_本文抜粋_
--------------------------------------------------

六百年代(奈良時代)、どうも渡来部族では無いらしい阿倍氏が歴史書に現れる。

阿倍・安倍氏について、渡来系部族であるとの説を採る者が居るがトンデモナイ誤解である。

左大臣・阿倍倉橋麿と越国守・阿倍比羅夫(あべのひらふ)と言った顔ぶれである。

越国・阿倍氏は、独立した有力部族説があり、阿倍比羅夫(あべのひらふ)や阿倍氏一族が、どの時点で大和朝廷(ヤマト王権)に参加(一体化)したのか、現時点では定説はない。

藤原氏の台頭に時を合わせるように力を失って行く古代の有力豪族、大和朝廷黎明期の阿倍氏、阿倍倉橋麿や阿倍比羅夫について、その出自が所謂(いわゆる)土着の部族王・御門(みかど/臣王)であれば色々と説明が着く。

そして越後守(越後国主)は、まさに臣王(おみおう/御門)であり、中央の大和朝廷が任命派遣したのではなく、都市国家もどきの小国群の残滓(ざんし)、既存の越国(えつのくに)の部族王・御門(みかど/臣王)の阿倍比羅夫を「越国守と追認した」と考えるのである。

陰陽師安倍清明は、阿倍倉橋麿から数えて九代目の子孫にあたり、阿倍倉橋麿と阿倍比羅夫(あべのひらふ)は「従弟にあたる」と言う説もある。

この阿倍氏と安倍氏は古代の系図上同じとされ、阿倍氏は孝元大王(こうげんおおきみ/第八代天皇)の皇子・大彦命(おおびこのみこと)を祖先とする皇別氏族とされるが確たる証拠は無い。

歴史上はっきりとした段階で活躍するのは宣化大王(せんかおおきみ/第二十八代天皇)の大夫(だいふ)であった阿倍大麻呂(あべのおまろ)が初見であるが、大と火の書文字が似ている事から阿倍火麻呂(あべのほまろ)とする説もある。

つまり阿倍氏として始めて中央に登場する阿倍大麻呂(あべのおまろ)なる人物が、この物語で述べる阿倍氏蝦夷王説の「安倍=アピエ(火)説」と別説名・火麻呂(ほまろ)の名の一致点は偶然だろうか?

そして阿倍氏は、まだ大和朝廷(ヤマト王権)の統治が落ち着かない東国支配の強化に朝命を持って活躍し、その子孫が蝦夷俘囚長の奥州安倍氏(引田系阿倍氏)・安倍貞任(あべのさだとう)安倍宗任(あべのむねとう)兄弟に繋がると言うのだ。

安倍貞任(さだとう)、安倍宗任(むねとう)兄弟の父・安倍頼時(あべのよりとき)は平安中期の陸奥(むつ)の豪族で、千五十年代に前九年の役で源頼義義家父子と戦っている。

一方、中央に在った阿倍朝臣(あべあそみ)阿倍氏は、大化の改新の新政権で左大臣・阿倍倉梯麿(あべのくらはしまろ・六百八十年代活躍)、遣唐留学生から唐帝国高官・阿倍仲麻呂(あべのなかまろ・七百五十年代活躍)などを経て、九百年代中期に陰陽師・安倍清明を輩出している。

--------------------------------------------------

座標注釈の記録
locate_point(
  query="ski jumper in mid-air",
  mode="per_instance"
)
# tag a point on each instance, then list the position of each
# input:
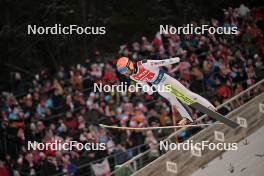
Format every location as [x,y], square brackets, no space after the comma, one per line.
[148,72]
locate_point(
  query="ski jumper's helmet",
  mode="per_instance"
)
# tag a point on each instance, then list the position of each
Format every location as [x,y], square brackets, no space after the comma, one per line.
[123,65]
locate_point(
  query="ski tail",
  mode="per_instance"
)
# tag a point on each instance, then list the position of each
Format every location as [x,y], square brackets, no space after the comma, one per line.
[196,105]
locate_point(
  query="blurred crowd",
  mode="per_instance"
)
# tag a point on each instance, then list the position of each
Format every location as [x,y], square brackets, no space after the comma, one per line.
[62,105]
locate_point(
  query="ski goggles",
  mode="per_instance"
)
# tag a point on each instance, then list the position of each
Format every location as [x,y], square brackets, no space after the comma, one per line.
[123,70]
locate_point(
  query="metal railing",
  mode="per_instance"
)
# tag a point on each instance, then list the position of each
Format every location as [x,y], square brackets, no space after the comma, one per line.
[143,159]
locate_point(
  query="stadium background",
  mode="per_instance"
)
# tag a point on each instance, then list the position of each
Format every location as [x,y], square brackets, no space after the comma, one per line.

--------------------------------------------------

_取り組む課題_
阿倍氏についての本文から、「六百年代(奈良時代)、どうも渡来部族では無いらしい阿倍氏が歴史書に現れる。」を含む語句で始まり「みかど/臣王)であれば色々と説明が着く。」で終わる部分を、一字も変えずに書き出してもらえますか？ 項目には目を通さなくてかまいません。

_記述回答_
六百年代(奈良時代)、どうも渡来部族では無いらしい阿倍氏が歴史書に現れる。

阿倍・安倍氏について、渡来系部族であるとの説を採る者が居るがトンデモナイ誤解である。

左大臣・阿倍倉橋麿と越国守・阿倍比羅夫(あべのひらふ)と言った顔ぶれである。

越国・阿倍氏は、独立した有力部族説があり、阿倍比羅夫(あべのひらふ)や阿倍氏一族が、どの時点で大和朝廷(ヤマト王権)に参加(一体化)したのか、現時点では定説はない。

藤原氏の台頭に時を合わせるように力を失って行く古代の有力豪族、大和朝廷黎明期の阿倍氏、阿倍倉橋麿や阿倍比羅夫について、その出自が所謂(いわゆる)土着の部族王・御門(みかど/臣王)であれば色々と説明が着く。